→ WHAT YOU ARE ASKED TO DO:
How many lines in the rows below contain the string "white"? Reply with the number alone.

→ TASK INPUTS:
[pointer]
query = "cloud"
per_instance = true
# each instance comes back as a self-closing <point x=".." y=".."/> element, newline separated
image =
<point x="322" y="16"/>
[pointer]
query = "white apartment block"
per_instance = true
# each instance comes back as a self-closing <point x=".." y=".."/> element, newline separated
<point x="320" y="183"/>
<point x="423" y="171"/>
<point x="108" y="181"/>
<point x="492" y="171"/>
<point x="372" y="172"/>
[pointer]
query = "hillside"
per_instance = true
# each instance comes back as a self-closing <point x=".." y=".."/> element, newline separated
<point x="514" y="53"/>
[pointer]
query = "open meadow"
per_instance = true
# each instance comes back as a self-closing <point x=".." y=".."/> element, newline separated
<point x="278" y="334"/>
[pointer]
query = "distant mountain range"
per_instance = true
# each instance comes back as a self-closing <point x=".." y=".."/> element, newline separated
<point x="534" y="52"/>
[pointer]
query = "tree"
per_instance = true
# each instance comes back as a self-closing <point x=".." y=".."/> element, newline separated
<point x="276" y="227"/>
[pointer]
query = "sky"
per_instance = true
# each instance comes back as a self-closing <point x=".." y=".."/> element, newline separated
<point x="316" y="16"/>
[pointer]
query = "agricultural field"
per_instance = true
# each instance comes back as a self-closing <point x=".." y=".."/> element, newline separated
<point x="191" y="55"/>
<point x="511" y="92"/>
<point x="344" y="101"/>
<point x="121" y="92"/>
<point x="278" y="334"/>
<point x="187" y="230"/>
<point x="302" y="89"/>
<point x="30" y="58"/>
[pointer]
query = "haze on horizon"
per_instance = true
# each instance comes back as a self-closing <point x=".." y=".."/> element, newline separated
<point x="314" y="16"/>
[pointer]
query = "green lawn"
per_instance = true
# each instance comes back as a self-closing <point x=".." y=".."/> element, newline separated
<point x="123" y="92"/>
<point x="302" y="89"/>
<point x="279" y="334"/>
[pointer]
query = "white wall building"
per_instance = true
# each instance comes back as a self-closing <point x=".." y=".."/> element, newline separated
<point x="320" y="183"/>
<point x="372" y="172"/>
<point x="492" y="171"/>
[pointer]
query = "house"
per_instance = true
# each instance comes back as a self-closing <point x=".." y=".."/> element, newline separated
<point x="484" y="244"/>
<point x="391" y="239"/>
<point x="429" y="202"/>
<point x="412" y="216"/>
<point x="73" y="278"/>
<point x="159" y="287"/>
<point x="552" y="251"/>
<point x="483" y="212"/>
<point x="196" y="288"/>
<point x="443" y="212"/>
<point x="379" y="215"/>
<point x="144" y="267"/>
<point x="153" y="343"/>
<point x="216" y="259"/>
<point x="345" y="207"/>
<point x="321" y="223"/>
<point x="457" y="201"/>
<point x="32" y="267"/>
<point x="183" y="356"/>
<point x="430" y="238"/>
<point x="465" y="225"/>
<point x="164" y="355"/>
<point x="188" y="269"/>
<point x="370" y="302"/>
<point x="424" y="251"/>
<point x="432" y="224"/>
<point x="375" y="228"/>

→ WRITTEN ANSWER:
2